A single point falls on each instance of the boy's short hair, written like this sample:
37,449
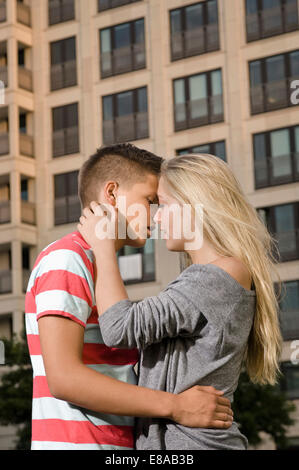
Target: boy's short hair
122,162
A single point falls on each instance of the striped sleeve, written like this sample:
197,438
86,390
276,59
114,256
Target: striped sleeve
63,288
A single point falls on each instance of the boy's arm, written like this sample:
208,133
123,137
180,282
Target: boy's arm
70,380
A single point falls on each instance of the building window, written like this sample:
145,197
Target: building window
108,4
289,310
283,223
266,18
67,204
122,48
61,10
65,130
270,81
194,29
2,11
63,63
125,116
276,157
214,148
290,380
137,264
198,100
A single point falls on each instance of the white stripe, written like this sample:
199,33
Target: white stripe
124,373
52,408
62,300
31,324
64,259
49,445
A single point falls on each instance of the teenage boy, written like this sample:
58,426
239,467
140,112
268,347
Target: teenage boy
84,393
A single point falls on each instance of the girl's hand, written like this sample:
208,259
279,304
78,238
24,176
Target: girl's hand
98,226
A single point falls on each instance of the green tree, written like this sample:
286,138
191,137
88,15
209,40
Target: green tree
16,390
262,408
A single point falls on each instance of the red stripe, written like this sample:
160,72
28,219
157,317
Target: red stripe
102,354
81,432
60,279
40,387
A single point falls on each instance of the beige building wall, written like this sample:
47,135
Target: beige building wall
237,129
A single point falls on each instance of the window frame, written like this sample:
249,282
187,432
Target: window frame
69,219
261,34
212,148
264,82
272,228
65,128
188,121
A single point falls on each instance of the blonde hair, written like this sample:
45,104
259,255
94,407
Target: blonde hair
233,227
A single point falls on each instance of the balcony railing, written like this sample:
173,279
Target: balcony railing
272,21
65,141
25,79
5,281
26,145
4,75
2,12
271,96
195,41
277,170
23,14
126,128
4,212
199,112
28,212
4,143
60,12
63,75
107,4
123,60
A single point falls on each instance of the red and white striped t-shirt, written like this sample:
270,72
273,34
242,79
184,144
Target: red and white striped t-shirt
62,283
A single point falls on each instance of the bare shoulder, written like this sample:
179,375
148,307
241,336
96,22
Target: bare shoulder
236,269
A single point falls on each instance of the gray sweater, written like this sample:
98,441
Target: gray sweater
193,333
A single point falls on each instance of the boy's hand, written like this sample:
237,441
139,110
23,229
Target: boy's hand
202,407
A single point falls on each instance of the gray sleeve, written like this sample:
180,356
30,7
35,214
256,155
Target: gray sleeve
138,324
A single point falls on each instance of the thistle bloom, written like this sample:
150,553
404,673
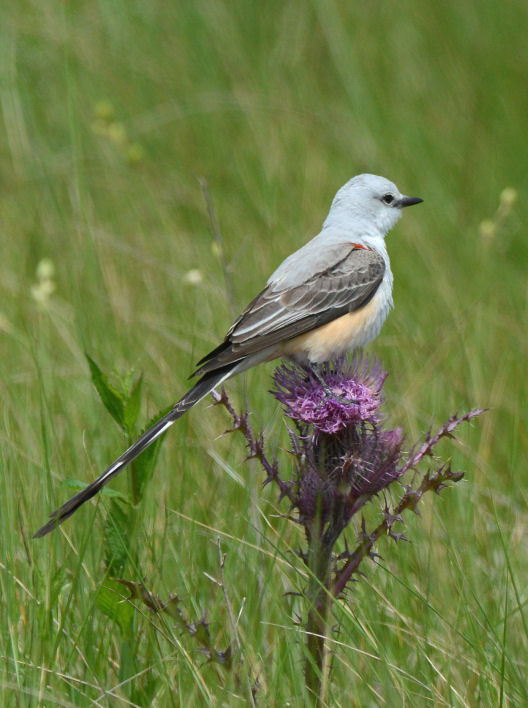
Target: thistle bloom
343,455
356,387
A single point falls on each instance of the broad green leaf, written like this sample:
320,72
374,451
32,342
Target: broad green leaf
112,600
132,405
145,463
116,533
112,399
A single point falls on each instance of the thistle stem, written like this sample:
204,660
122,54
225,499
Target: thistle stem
319,599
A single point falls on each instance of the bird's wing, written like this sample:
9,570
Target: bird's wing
278,314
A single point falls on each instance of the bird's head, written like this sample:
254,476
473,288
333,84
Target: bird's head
368,202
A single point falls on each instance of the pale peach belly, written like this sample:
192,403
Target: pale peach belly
344,334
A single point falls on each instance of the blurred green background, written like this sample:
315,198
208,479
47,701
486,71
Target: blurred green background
111,114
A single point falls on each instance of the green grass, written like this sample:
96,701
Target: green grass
109,113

━━━━━━━━━━━━━━━━

Copy every entry above word for word, leaving out the pictures.

Written reply >>
A single point falls on each instance of the boy's short hair, written like this sample:
37,449
Target: boy's short hair
122,162
A single point falls on each instance of the striped sleeve, written like this sample:
197,438
86,390
276,59
114,256
Target: striped sleeve
63,288
A single point falls on each instance of the boy's arm, written like this sample:
208,133
123,137
180,282
Target: boy's arm
70,380
A single point falls on each instance of the building window, written like this sample:
145,197
Target: building window
108,4
289,310
283,223
266,18
67,204
122,48
61,10
65,130
270,81
194,29
2,11
63,63
125,116
276,157
214,148
290,380
137,264
198,100
A single point falls on each instance of the white stripe, written like this sample:
199,33
Target: white stripe
124,373
52,408
62,300
31,324
64,259
49,445
A single point falls on each instance of the teenage boy, written like this sample:
58,426
239,467
140,112
268,347
Target: teenage boy
84,393
A single point falls on each instance of the girl's hand, written like this sample:
208,259
279,304
78,238
24,176
Target: girl's hand
98,226
A single point falls on each instance of the green tree, written like this sample:
286,138
191,137
88,15
209,40
Target: green tree
16,390
262,408
A single point falls on each instance of the red stripe, written like this sample:
160,72
28,219
157,317
Target: red stripe
102,354
81,432
60,279
40,387
A single point falls on each instance of the beige building wall, written like this sample:
47,135
Target: beige building wall
237,129
A single point falls on each instance of the window frame, written like this sample:
249,282
187,432
Target: window frame
69,219
261,34
212,148
264,82
272,228
65,128
188,121
A single point falls on each instance of the blonde hair, written like this sample:
45,104
259,255
94,407
Target: blonde hair
233,227
A single point falls on each instance of the balcony railing, written like this sample:
173,279
Target: balcony railing
272,21
65,141
25,79
5,281
26,145
4,75
2,12
271,96
195,41
277,170
23,14
126,128
4,212
199,112
28,212
4,143
60,12
63,75
107,4
123,60
A single point falls on each instance of the red and white striped t-shirt, written like this sample:
270,72
273,34
242,79
184,144
Target: red and white striped t-shirt
62,283
A single point falls on each instance of the bare shoulder, written like this sample:
179,375
148,307
241,336
96,22
Target: bare shoulder
236,269
A single point falls on each instance of the gray sweater, written like this sample:
98,441
Target: gray sweater
193,333
A single point falls on each instance of the boy's hand, written like this sample:
237,441
139,110
23,229
Target: boy's hand
202,407
A single point falls on each instance of the gray sleeve, written like this sample:
180,356
30,7
35,214
256,155
Target: gray sleeve
138,324
A single point falls on each instance of the thistle bloom, written like this sample:
150,553
404,673
Target: thistle bloom
343,455
356,387
A single point falls on each instance of the broad green leaf, written like this sample:
320,72
374,451
32,342
Target: broad green leaf
112,600
132,405
145,463
116,533
112,399
A single point falls on each instance of the thistle stem, written like this sample:
204,660
122,54
225,499
Target: thistle stem
319,599
A single point falls on each instance of the bird's wing, written like this sample:
9,570
Target: bird's wing
278,314
A single point falls on each instance of the bird's head, written like this sample:
254,476
473,288
333,84
Target: bird's head
368,202
A single point falls on each instance of the pale peach belly, written like this sample:
192,403
Target: pale peach belly
344,334
A single point falls on each instance of the blurred green background, written like this sample:
315,198
208,479
47,701
486,71
Target: blurred green background
111,114
A single point falls on each instance of the green grass, written like this sample:
96,701
Target: green grass
109,113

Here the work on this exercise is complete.